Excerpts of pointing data
--- BEGIN ---

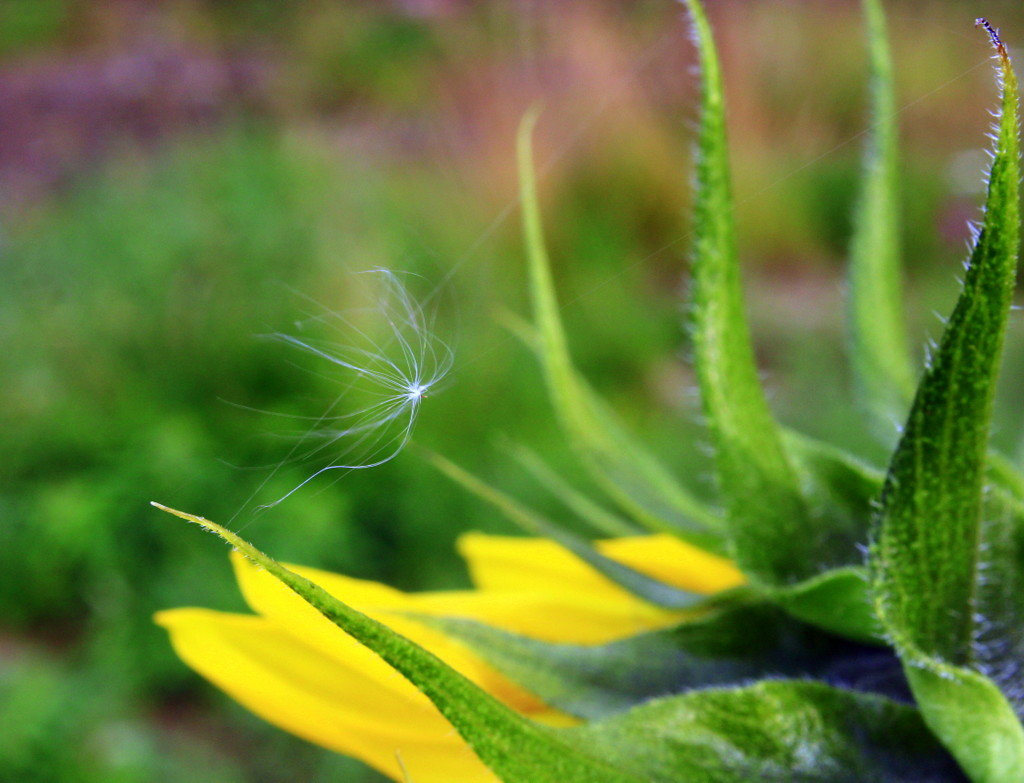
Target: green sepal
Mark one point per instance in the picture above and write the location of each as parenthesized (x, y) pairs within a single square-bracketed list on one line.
[(638, 583), (773, 731), (774, 539), (882, 370), (838, 601), (731, 646), (931, 562), (598, 518), (624, 468)]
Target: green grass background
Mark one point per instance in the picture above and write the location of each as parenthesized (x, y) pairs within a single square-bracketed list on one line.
[(137, 270)]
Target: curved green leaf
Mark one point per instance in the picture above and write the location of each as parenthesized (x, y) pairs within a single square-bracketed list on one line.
[(636, 582), (773, 731), (598, 518)]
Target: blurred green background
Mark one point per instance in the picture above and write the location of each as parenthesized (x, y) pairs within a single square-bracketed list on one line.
[(176, 175)]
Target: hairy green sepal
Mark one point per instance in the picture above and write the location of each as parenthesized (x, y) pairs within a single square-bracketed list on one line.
[(933, 570), (773, 731)]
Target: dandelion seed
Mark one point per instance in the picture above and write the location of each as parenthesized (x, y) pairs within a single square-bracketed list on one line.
[(390, 359)]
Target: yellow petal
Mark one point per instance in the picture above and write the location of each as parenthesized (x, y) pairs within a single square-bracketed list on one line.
[(348, 704), (554, 615), (506, 563)]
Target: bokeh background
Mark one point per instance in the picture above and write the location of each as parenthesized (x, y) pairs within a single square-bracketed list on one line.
[(175, 176)]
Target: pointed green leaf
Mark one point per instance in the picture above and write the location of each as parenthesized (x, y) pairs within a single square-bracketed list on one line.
[(517, 749), (929, 562), (882, 367), (774, 731), (636, 582), (598, 518), (731, 646), (774, 537), (634, 478)]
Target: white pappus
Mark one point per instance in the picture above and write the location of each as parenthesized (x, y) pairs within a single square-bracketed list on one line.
[(391, 359)]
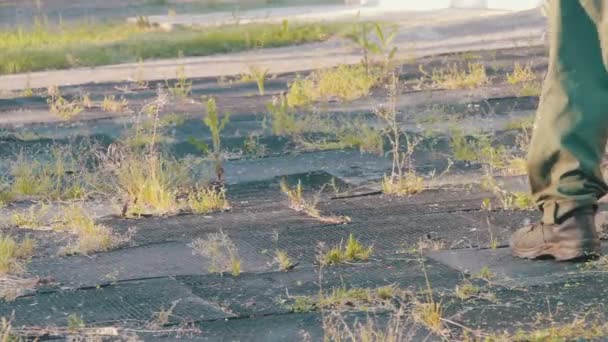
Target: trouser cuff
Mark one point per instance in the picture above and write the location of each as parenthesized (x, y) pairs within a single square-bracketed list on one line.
[(555, 212)]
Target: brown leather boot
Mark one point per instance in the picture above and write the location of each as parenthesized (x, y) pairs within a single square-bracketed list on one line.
[(574, 238)]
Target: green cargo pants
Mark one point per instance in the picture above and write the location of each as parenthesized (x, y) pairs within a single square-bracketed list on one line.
[(571, 125)]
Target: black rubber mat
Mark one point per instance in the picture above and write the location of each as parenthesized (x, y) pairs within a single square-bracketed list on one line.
[(271, 293), (509, 270), (129, 303)]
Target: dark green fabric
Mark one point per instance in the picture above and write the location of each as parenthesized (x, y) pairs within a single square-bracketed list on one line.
[(572, 121)]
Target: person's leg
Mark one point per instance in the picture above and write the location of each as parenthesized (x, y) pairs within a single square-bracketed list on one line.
[(572, 121), (569, 136)]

--- END ---

- _REQUIRED TASK_
Rewrite everything in the data from the line containing "Target: hairy green sepal" down to the line containing "[(933, 570), (773, 731)]" as a Markdown table with the columns No. and Line. Give each line its own numbered row and leave out blank lines.

- _WRITTEN ANSWER_
| No. | Line |
|---|---|
| 1 | Target: hairy green sepal |
| 2 | Mark one point per instance in the picture above and write the location of each as parenthesized (x, y) pairs within a single square-bracketed list on one line. |
| 3 | [(933, 570), (773, 731)] |